STATED TASK:
Omit the pictures and output every entry below exactly as written.

MATERIAL SHOWN:
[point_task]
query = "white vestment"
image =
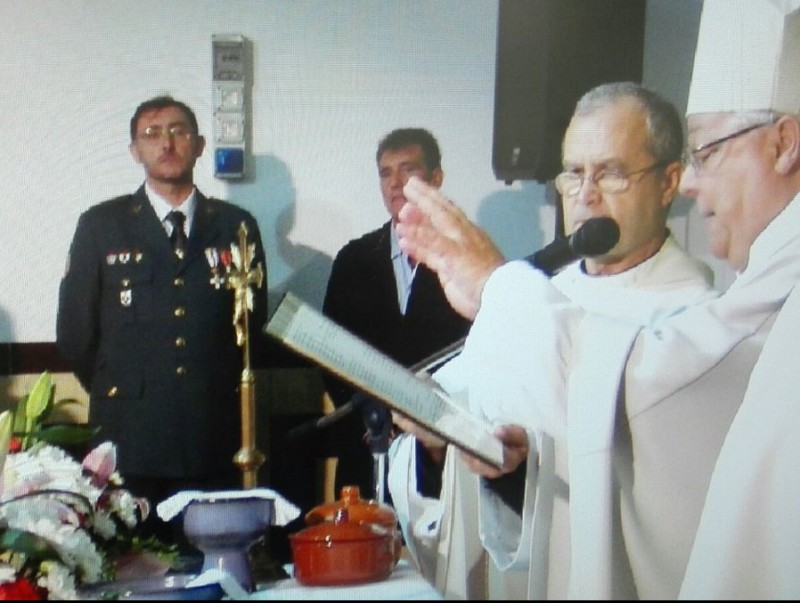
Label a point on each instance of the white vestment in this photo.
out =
(639, 457)
(437, 531)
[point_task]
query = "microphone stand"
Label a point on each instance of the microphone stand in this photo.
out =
(379, 425)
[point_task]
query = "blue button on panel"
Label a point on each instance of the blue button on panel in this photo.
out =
(229, 162)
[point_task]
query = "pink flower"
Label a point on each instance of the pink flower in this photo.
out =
(101, 463)
(20, 589)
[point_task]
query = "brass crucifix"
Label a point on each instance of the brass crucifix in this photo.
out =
(241, 277)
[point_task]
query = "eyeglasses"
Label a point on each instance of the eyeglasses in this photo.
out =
(609, 182)
(698, 156)
(154, 133)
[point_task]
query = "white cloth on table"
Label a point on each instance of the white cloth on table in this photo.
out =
(404, 583)
(452, 561)
(284, 510)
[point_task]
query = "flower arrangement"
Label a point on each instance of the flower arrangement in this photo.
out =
(63, 523)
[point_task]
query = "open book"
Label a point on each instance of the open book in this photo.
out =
(416, 395)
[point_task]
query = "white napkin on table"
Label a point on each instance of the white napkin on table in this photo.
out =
(284, 510)
(226, 581)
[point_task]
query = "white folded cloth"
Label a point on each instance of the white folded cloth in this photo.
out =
(284, 510)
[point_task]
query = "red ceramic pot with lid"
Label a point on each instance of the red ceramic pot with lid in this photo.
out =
(342, 552)
(360, 511)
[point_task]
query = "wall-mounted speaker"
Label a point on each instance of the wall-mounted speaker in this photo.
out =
(550, 52)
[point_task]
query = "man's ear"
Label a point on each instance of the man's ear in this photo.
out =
(672, 181)
(437, 178)
(788, 148)
(200, 146)
(134, 150)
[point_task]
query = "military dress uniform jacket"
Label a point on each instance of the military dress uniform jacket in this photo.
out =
(362, 296)
(151, 336)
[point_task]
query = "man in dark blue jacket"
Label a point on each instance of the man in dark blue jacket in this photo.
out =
(378, 293)
(146, 320)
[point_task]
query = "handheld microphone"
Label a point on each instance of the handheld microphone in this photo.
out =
(595, 237)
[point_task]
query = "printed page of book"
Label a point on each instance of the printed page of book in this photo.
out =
(312, 334)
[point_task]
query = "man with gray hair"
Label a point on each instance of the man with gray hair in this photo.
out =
(633, 524)
(621, 155)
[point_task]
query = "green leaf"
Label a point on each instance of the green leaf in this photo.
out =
(66, 435)
(40, 397)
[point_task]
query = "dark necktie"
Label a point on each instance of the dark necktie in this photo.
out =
(178, 235)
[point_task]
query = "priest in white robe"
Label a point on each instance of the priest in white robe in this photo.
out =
(644, 275)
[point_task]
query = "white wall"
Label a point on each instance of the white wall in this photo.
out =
(330, 78)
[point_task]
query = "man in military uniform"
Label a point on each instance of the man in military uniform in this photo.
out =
(146, 321)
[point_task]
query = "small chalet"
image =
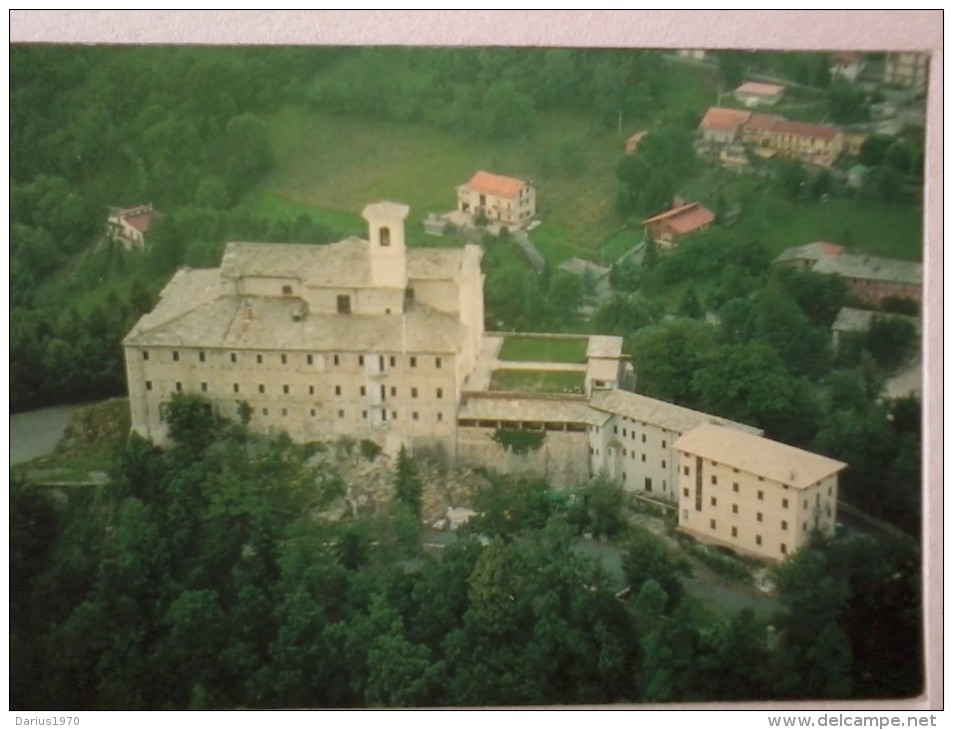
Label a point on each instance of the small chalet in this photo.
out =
(507, 200)
(669, 227)
(129, 226)
(755, 93)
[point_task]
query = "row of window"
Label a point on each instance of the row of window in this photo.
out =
(202, 356)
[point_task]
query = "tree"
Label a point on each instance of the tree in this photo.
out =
(407, 484)
(890, 339)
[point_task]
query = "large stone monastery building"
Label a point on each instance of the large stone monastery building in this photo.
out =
(369, 339)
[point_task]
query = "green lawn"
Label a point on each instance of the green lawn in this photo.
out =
(538, 381)
(331, 167)
(544, 349)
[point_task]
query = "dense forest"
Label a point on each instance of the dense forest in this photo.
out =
(204, 577)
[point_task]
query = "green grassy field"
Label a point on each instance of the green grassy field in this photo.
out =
(331, 167)
(544, 349)
(538, 381)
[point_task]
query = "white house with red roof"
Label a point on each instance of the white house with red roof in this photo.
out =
(506, 200)
(682, 220)
(129, 226)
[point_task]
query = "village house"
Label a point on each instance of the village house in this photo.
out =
(816, 144)
(506, 200)
(369, 339)
(873, 279)
(907, 69)
(846, 65)
(756, 93)
(754, 495)
(129, 226)
(668, 228)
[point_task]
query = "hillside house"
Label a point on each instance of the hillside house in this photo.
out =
(129, 226)
(683, 220)
(368, 339)
(506, 200)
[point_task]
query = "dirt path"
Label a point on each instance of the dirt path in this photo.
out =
(36, 433)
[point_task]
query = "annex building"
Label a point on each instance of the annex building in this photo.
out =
(369, 339)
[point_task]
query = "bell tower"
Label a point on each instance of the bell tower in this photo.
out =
(385, 223)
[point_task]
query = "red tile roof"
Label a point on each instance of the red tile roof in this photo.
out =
(685, 218)
(805, 129)
(720, 119)
(490, 184)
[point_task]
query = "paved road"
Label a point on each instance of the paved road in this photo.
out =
(36, 433)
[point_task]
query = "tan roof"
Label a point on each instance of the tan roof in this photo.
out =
(343, 264)
(529, 409)
(721, 119)
(490, 184)
(685, 218)
(269, 323)
(810, 252)
(872, 268)
(758, 455)
(756, 88)
(658, 412)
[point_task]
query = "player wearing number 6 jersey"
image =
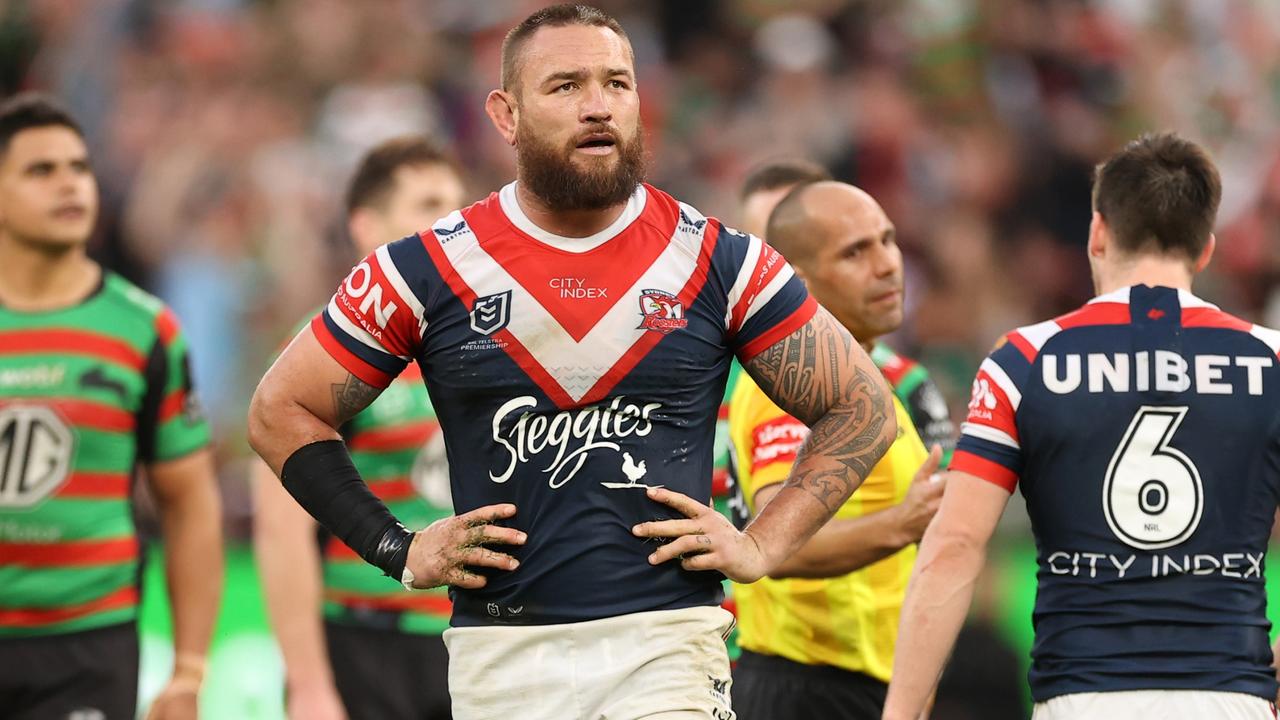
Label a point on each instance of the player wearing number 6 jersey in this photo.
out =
(575, 331)
(1143, 433)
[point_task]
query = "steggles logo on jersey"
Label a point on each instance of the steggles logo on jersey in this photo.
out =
(983, 401)
(662, 311)
(570, 434)
(490, 313)
(35, 454)
(447, 235)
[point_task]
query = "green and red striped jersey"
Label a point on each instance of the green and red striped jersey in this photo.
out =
(87, 392)
(397, 447)
(920, 396)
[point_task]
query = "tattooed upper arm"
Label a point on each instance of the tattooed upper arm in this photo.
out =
(819, 376)
(352, 396)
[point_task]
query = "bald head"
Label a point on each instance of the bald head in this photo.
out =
(842, 245)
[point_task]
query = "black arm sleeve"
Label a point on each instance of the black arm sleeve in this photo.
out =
(327, 484)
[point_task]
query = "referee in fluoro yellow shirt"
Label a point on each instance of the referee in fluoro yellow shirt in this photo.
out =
(818, 634)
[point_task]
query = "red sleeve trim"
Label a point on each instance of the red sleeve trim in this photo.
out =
(1096, 314)
(767, 267)
(794, 322)
(983, 469)
(347, 359)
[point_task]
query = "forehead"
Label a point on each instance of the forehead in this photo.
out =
(426, 178)
(46, 142)
(571, 48)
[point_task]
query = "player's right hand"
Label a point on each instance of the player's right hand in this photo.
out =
(923, 497)
(440, 554)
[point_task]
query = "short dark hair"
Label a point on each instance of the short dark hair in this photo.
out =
(1159, 194)
(782, 173)
(554, 16)
(28, 110)
(375, 176)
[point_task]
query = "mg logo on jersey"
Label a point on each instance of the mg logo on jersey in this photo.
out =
(562, 441)
(490, 313)
(35, 454)
(662, 311)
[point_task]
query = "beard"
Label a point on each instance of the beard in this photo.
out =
(553, 176)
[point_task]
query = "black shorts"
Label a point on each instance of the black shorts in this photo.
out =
(389, 675)
(772, 688)
(87, 675)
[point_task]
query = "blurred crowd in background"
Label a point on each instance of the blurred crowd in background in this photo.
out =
(224, 131)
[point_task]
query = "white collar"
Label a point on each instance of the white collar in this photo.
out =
(1184, 299)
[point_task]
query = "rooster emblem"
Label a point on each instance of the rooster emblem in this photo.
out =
(662, 311)
(632, 470)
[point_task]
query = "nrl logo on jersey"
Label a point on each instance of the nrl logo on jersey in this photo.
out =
(662, 311)
(490, 313)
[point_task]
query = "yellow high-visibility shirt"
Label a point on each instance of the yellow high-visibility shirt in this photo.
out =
(848, 621)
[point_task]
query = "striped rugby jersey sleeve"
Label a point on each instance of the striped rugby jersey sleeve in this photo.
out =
(988, 446)
(767, 301)
(374, 323)
(766, 437)
(172, 422)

ANSWER TO THE TASK:
[point_task]
query = "white vestment"
image =
Label a point on each instance of the white vestment in this photo.
out =
(639, 457)
(437, 531)
[point_task]
query = "microphone stand"
Label a point on each instance of the microphone stand in this photo.
out =
(379, 425)
[point_task]
query = "blue button on panel"
Label a point on each instance of the blue button on panel in this photo.
out =
(229, 162)
[point_task]
query = "pink flower"
Label a point on each instance of the pink flower in this photo.
out =
(101, 463)
(20, 589)
[point_task]
query = "brass crucifix"
Label a point on each instance of the brass crucifix in this photo.
out =
(241, 277)
[point_task]
query = "eyeglasses"
Label a point on each instance of the eyeglasses in this photo.
out =
(609, 182)
(698, 156)
(154, 133)
[point_task]
query = "white cloth on table"
Label a point on each instance of the white cloth on table in this photo.
out =
(404, 583)
(452, 561)
(284, 510)
[point_task]
query = "flower arrangement"
Label a point on each instance of the flower arrangement in this photo.
out =
(63, 523)
[point_task]
query = "open book"
Label a point on each instance of the open book in this photo.
out =
(416, 395)
[point_task]
query = "white napkin on table"
Label a point on each instance of the white napkin on table in this photo.
out =
(284, 510)
(226, 581)
[point_task]
query = "white folded cloth"
Label a point on each instance of the white folded cloth in this photo.
out =
(284, 510)
[point_task]
query = "red ceramic pot with lid"
Label a point on each instance of the red ceramic pot with lid in this photo.
out =
(342, 552)
(360, 511)
[point_task]
query = "wall-mounted speaker"
Label a point on each instance of the wall-mounted speaker in this photo.
out =
(550, 52)
[point_task]
query = "man's ear"
Label a point on each instance of the man's ear in this photo.
out =
(672, 181)
(437, 178)
(788, 148)
(200, 146)
(134, 150)
[point_task]
query = "military dress uniform jacket"
Label a point on each instance of the military dress uniform jacket in this photo.
out =
(362, 296)
(151, 336)
[point_task]
query = "man in dark blue jacket"
Label a point on each instance of the man in dark blue jacket in this photo.
out =
(378, 293)
(146, 320)
[point_task]
query = "handheld microphone"
Label a point on each instance of the handheld microphone in this photo.
out =
(595, 237)
[point_task]
query = "printed page of book"
Label a point on each instance of the printed page of book in this photo.
out =
(312, 334)
[point_task]
query = "man with gray hair"
Label a point on each instance of the man with gray hair in this photo.
out =
(633, 524)
(621, 155)
[point_task]
query = "green leaf"
Label a point on each instance of the green leaf in this photo.
out =
(66, 435)
(40, 397)
[point_task]
query = "dark necktie"
Label a point on each instance of the dark necktie in this photo.
out =
(178, 235)
[point_task]
query = "priest in white robe"
Label a point on each instance of the priest in white robe in this photo.
out =
(644, 275)
[point_task]
query = "white wall"
Label a point on each instance of the white wall in this photo.
out =
(330, 78)
[point_task]
query = "man in military uniform"
Label a point on each instance of the man in military uniform in this photo.
out =
(146, 321)
[point_task]
query = "small chalet"
image =
Label a point on each instance of the small chalet in this photo.
out =
(507, 200)
(669, 227)
(129, 226)
(755, 93)
[point_task]
query = "row of window"
Label a point on each instance of the row of window in this photo.
out =
(202, 356)
[point_task]
query = "tree"
Label a point on each instance of the tree in this photo.
out =
(407, 484)
(890, 339)
[point_task]
query = "large stone monastery building"
Label a point on each instance of the large stone monastery building in this photo.
out =
(369, 339)
[point_task]
query = "green lawn"
Label a point on each instance of the green lawn in this photo.
out =
(538, 381)
(331, 167)
(544, 349)
[point_task]
query = "dense forest"
Label a point on each instance of the dense forest in this photo.
out =
(204, 577)
[point_task]
query = "green grassy field"
Label a point on each instance of the green grassy field in this photo.
out =
(331, 167)
(544, 349)
(538, 381)
[point_task]
query = "white house with red roof"
Label a point on each instance of the white house with red roof in this photo.
out =
(506, 200)
(682, 220)
(129, 226)
[point_task]
query = "village house"
Label a point on each instance of the village house in this photo.
out =
(816, 144)
(506, 200)
(369, 339)
(873, 279)
(907, 69)
(846, 65)
(756, 93)
(754, 495)
(129, 226)
(668, 228)
[point_task]
query = "hillside house"
Label a point on each instance of the hillside house in this photo.
out =
(129, 226)
(683, 220)
(368, 339)
(506, 200)
[point_task]
query = "dirt path"
Label a point on each instance of the dirt path in this photo.
out =
(36, 433)
[point_task]
query = "annex building"
Label a point on each instance of the annex building in this photo.
out =
(369, 339)
[point_task]
query = "bell tower"
Label a point on each instance of the bell tower in this photo.
out =
(385, 223)
[point_task]
query = "red tile roof"
Label a point on each instance of the red tile roof in this photo.
out =
(685, 218)
(805, 129)
(720, 119)
(490, 184)
[point_task]
query = "paved road"
Label a point on each instance of the paved road in this photo.
out =
(36, 433)
[point_task]
query = "tan roof"
Label a point on each instance of the tan roof in this photo.
out =
(343, 264)
(529, 409)
(721, 119)
(490, 184)
(685, 218)
(269, 323)
(810, 252)
(872, 268)
(758, 455)
(756, 88)
(658, 412)
[point_task]
query = "player wearing number 6 jersey"
image =
Label a point on each instance of the player wearing number 6 jersey in this photo.
out =
(575, 331)
(1143, 433)
[point_task]
query = "steggles logo on jersey"
Label a point on each instance of the steggles logo on jersey in this photo.
out =
(983, 401)
(662, 311)
(570, 434)
(490, 313)
(35, 454)
(447, 235)
[point_task]
query = "green and red striped jersey"
Label a point on each instance of the green and red striped jersey in this photo.
out =
(87, 392)
(397, 447)
(920, 396)
[point_task]
query = "tattooed upper arm"
Label a point on each instance of the tattooed upper arm in this photo.
out =
(819, 376)
(352, 396)
[point_task]
query = "bald head"
Label a point on each instance of the bald head in this photo.
out =
(842, 245)
[point_task]
query = "black arm sleeve"
Label a point on each instance of the black arm sleeve in this photo.
out =
(327, 484)
[point_task]
query = "referee in fluoro yellow shirt"
Label a point on each instance of the referee in fluoro yellow shirt in this photo.
out =
(818, 634)
[point_task]
query = "red sleeve trim"
Label a point on each instance of the red sleeve trim in this photo.
out =
(1096, 314)
(767, 267)
(794, 322)
(983, 469)
(347, 359)
[point_task]
query = "forehead"
Label a point on each instance of the forehead in this photo.
out =
(426, 178)
(46, 142)
(571, 48)
[point_task]
query = "player's right hand"
Label a point on each instance of the player's right hand in this photo.
out =
(923, 497)
(440, 554)
[point_task]
query = "short dark hair"
Label a point on each instance of the short dark hair in this photo.
out =
(1159, 194)
(782, 173)
(554, 16)
(28, 110)
(375, 176)
[point_task]
query = "mg logo on jersey"
Label a point on each instance of the mg logo on jersey in this photo.
out =
(562, 441)
(490, 313)
(35, 454)
(662, 311)
[point_task]
query = "beard"
Label a point on each instance of the beard in this photo.
out =
(553, 176)
[point_task]
query = "black shorts"
Label a point on each instance of the black shorts in this photo.
out =
(389, 675)
(772, 688)
(87, 675)
[point_task]
query = "blurred crowd in background"
Label a point on each instance of the blurred crowd in background in this photo.
out =
(224, 131)
[point_task]
query = "white collar"
Label a point on each instance of the white collar in this photo.
out =
(1184, 299)
[point_task]
query = "rooster emblem"
Label a point on each instance of the rooster emblem in this photo.
out =
(662, 311)
(632, 470)
[point_task]
query = "nrl logo on jersey"
Label a point on each instance of the nrl logo on jersey in this photo.
out =
(662, 311)
(490, 313)
[point_task]
query = "yellow high-visibility shirt"
Label a point on each instance of the yellow high-visibility shirt in this photo.
out =
(848, 621)
[point_task]
query = "striped rugby jersey sleeve"
Label a point on each instance of the striped rugby jersey sleeve in this photo.
out =
(988, 446)
(767, 301)
(374, 323)
(766, 437)
(172, 422)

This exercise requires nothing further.